Stored records:
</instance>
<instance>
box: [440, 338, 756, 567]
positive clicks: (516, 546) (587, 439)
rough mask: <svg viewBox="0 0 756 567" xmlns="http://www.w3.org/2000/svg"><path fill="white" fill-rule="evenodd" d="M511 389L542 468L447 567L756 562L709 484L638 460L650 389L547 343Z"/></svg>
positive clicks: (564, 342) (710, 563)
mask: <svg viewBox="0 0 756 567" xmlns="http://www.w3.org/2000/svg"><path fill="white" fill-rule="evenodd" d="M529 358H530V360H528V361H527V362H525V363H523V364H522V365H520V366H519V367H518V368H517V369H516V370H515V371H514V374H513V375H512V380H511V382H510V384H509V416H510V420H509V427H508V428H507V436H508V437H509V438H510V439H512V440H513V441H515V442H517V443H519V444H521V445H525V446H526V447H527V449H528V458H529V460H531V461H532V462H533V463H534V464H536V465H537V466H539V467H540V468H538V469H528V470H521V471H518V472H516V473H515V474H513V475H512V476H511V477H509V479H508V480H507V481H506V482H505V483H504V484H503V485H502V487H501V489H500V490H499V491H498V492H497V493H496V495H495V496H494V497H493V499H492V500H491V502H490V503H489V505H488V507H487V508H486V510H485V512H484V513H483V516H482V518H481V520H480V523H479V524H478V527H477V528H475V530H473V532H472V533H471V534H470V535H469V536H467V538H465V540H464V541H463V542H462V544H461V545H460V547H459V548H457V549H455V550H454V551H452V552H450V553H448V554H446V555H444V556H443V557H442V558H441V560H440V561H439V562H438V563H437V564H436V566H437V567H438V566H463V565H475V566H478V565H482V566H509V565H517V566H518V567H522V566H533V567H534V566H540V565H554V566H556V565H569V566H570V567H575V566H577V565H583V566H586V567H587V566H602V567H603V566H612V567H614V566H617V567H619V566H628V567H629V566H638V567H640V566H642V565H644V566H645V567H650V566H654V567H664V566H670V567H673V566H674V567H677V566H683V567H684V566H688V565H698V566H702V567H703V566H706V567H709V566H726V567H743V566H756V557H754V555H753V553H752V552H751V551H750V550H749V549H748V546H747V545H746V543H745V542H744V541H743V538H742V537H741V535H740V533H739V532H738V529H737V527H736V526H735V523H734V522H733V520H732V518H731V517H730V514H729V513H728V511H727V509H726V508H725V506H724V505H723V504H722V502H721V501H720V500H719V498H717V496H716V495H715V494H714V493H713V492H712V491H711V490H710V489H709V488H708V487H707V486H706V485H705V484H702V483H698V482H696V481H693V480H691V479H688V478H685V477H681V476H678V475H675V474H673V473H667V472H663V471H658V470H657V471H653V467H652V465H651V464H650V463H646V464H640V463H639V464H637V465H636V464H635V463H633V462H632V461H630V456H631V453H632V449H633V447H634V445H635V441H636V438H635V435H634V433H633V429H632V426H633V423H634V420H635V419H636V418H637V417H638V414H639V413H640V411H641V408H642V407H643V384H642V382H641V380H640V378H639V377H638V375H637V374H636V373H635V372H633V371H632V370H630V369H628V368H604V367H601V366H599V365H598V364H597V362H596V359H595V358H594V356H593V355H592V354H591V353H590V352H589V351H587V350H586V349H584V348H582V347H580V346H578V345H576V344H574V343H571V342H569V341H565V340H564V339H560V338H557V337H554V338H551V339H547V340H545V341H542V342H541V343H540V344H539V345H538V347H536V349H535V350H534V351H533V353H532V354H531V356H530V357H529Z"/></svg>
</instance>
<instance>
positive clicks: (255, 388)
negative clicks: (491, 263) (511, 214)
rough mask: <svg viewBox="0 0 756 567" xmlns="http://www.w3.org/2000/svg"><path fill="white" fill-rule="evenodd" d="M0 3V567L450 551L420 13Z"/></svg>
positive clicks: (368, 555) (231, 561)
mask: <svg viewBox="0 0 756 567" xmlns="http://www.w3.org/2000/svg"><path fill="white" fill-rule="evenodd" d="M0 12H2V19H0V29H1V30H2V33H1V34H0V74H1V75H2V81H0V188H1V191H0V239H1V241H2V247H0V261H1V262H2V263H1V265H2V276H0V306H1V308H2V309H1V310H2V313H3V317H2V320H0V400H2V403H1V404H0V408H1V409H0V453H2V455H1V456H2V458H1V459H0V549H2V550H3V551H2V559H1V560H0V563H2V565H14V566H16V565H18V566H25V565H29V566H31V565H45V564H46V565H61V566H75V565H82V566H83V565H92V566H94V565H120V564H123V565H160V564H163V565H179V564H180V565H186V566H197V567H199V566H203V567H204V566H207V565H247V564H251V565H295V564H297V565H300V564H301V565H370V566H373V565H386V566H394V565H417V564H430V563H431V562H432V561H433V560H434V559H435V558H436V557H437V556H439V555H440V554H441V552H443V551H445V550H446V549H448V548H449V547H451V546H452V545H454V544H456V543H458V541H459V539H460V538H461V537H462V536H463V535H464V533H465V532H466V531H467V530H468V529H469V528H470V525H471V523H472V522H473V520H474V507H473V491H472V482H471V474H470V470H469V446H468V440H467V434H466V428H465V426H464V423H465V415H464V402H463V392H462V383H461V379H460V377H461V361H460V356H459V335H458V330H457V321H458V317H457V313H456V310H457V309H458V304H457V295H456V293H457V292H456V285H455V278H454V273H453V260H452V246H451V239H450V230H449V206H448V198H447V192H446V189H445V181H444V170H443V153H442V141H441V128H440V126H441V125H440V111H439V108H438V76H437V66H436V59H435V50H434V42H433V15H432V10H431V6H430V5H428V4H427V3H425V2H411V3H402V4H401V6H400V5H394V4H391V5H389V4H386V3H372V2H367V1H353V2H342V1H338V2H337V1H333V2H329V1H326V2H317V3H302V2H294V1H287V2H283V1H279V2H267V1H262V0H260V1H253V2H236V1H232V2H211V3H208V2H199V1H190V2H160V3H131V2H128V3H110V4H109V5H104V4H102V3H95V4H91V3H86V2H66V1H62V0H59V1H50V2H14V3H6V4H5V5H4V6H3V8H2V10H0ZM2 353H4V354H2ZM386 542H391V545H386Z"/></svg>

## What you have to do:
The whole of the data is to be copied out word for word.

## Solution to this problem:
</instance>
<instance>
box: [440, 338, 756, 567]
positive clicks: (516, 546) (587, 439)
rough mask: <svg viewBox="0 0 756 567" xmlns="http://www.w3.org/2000/svg"><path fill="white" fill-rule="evenodd" d="M511 389L542 468L447 567L756 562L709 484L638 460L650 389L547 343Z"/></svg>
positive clicks: (564, 342) (710, 563)
mask: <svg viewBox="0 0 756 567" xmlns="http://www.w3.org/2000/svg"><path fill="white" fill-rule="evenodd" d="M529 358H530V360H528V361H527V362H525V363H523V364H522V365H520V366H519V367H518V368H517V369H516V370H515V371H514V374H513V375H512V380H511V382H510V384H509V416H510V420H509V427H508V428H507V436H508V437H509V438H510V439H512V440H513V441H515V442H517V443H519V444H521V445H525V446H526V447H527V449H528V458H529V460H531V461H532V462H533V463H534V464H536V465H537V466H539V467H540V468H538V469H528V470H521V471H518V472H516V473H515V474H513V475H512V476H511V477H509V479H508V480H507V481H506V482H505V483H504V484H503V485H502V487H501V489H500V490H499V491H498V492H497V493H496V495H495V496H494V497H493V499H492V500H491V502H490V503H489V505H488V507H487V508H486V510H485V512H484V513H483V516H482V518H481V520H480V523H479V524H478V527H477V528H475V530H473V532H472V533H471V534H470V535H469V536H467V538H465V540H464V541H463V542H462V544H461V545H460V547H459V548H457V549H455V550H454V551H452V552H450V553H448V554H446V555H444V556H443V557H442V558H441V560H440V561H439V562H438V563H437V564H436V566H437V567H438V566H463V565H475V566H478V565H482V566H509V565H517V566H518V567H522V566H533V567H534V566H540V565H554V566H556V565H569V566H570V567H575V566H577V565H583V566H586V567H587V566H602V567H603V566H612V567H614V566H617V567H619V566H628V567H629V566H638V567H640V566H642V565H644V566H645V567H650V566H654V567H664V566H670V567H673V566H674V567H677V566H683V567H684V566H688V565H698V566H702V567H703V566H706V567H709V566H726V567H743V566H756V557H754V555H753V553H752V552H751V551H750V550H749V549H748V546H747V545H746V543H745V542H744V541H743V538H742V537H741V535H740V533H739V532H738V529H737V527H736V526H735V523H734V522H733V520H732V518H731V517H730V514H729V513H728V511H727V509H726V508H725V506H724V505H723V504H722V502H721V501H720V500H719V498H717V496H716V495H715V494H714V493H713V492H712V491H711V490H710V489H709V488H708V487H707V486H706V485H705V484H702V483H698V482H696V481H693V480H691V479H688V478H685V477H681V476H678V475H675V474H673V473H667V472H663V471H658V470H657V471H653V467H652V465H651V464H650V463H646V464H640V463H639V464H637V465H636V464H635V463H633V462H632V461H630V456H631V453H632V449H633V447H634V445H635V441H636V438H635V435H634V433H633V429H632V426H633V423H634V420H635V419H636V418H637V417H638V414H639V413H640V411H641V408H642V407H643V384H642V382H641V380H640V378H639V377H638V375H637V374H636V373H635V372H633V371H632V370H630V369H628V368H604V367H601V366H599V365H598V364H597V362H596V359H595V358H594V356H593V355H592V354H591V353H590V352H589V351H587V350H586V349H584V348H582V347H580V346H578V345H576V344H574V343H571V342H569V341H565V340H564V339H560V338H557V337H554V338H551V339H547V340H545V341H542V342H541V343H540V344H539V345H538V347H536V349H535V350H534V351H533V353H532V354H531V356H530V357H529Z"/></svg>
</instance>
<instance>
positive clicks: (255, 388)
negative clicks: (491, 263) (511, 214)
rough mask: <svg viewBox="0 0 756 567" xmlns="http://www.w3.org/2000/svg"><path fill="white" fill-rule="evenodd" d="M0 3V567L450 551L420 13Z"/></svg>
positive clicks: (368, 555) (231, 561)
mask: <svg viewBox="0 0 756 567" xmlns="http://www.w3.org/2000/svg"><path fill="white" fill-rule="evenodd" d="M0 12H2V19H0V29H1V30H2V33H1V34H0V74H1V75H2V81H0V188H1V191H0V239H1V241H2V247H0V261H1V262H2V263H1V265H2V276H0V306H1V308H2V309H1V310H2V313H3V317H2V320H0V400H2V403H1V404H0V408H1V409H0V453H2V455H1V456H2V458H1V459H0V549H2V550H3V551H2V559H1V560H0V563H2V565H14V566H16V565H18V566H25V565H29V566H31V565H45V564H46V565H61V566H75V565H82V566H83V565H92V566H94V565H120V564H123V565H160V564H163V565H179V564H180V565H186V566H197V567H199V566H203V567H204V566H207V565H247V564H251V565H295V564H297V565H300V564H301V565H370V566H373V565H386V566H394V565H417V564H430V563H431V562H432V561H433V560H434V559H435V558H436V557H437V556H439V555H440V554H441V552H443V551H445V550H446V549H448V548H449V547H451V546H452V545H454V544H456V543H458V541H459V539H460V538H461V537H462V536H463V535H464V533H465V532H466V531H467V530H468V529H469V528H470V525H471V523H472V522H473V520H474V507H473V491H472V482H471V474H470V470H469V446H468V440H467V434H466V428H465V426H464V423H465V415H464V402H463V392H462V383H461V379H460V377H461V361H460V356H459V335H458V330H457V321H458V317H457V313H456V310H457V309H458V304H457V295H456V293H457V292H456V285H455V278H454V273H453V260H452V246H451V239H450V230H449V206H448V198H447V192H446V189H445V181H444V170H443V153H442V141H441V128H440V126H441V125H440V111H439V108H438V76H437V66H436V59H435V50H434V42H433V15H432V10H431V6H430V5H428V4H427V3H425V2H411V3H402V4H401V6H400V5H394V4H391V5H389V4H386V3H372V2H367V1H353V2H342V1H338V2H337V1H333V2H329V1H326V2H317V3H302V2H294V1H287V2H283V1H279V2H267V1H262V0H260V1H253V2H236V1H232V2H211V3H208V2H199V1H190V2H160V3H131V2H128V3H110V4H109V5H104V4H102V3H95V4H91V3H86V2H66V1H62V0H59V1H50V2H14V3H6V4H5V5H4V6H3V8H2V10H0ZM2 353H4V354H2ZM386 542H391V545H386Z"/></svg>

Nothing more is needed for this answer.